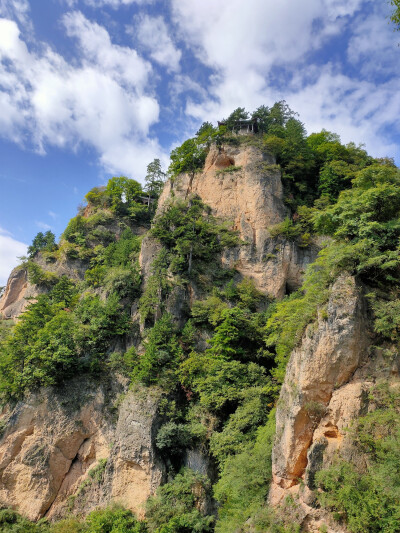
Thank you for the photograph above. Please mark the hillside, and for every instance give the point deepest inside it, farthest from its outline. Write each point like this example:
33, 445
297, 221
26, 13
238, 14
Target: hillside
227, 362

-- Aim of the task --
Would you repeat the entries exactly, keeping the images out?

-- Finished exercise --
Thank you for the photograph above. Please mark the hillside, and for every instance give the point deepest inside it, farthest from its outline. Write each point like this example:
33, 445
297, 221
26, 13
238, 14
Target: hillside
227, 362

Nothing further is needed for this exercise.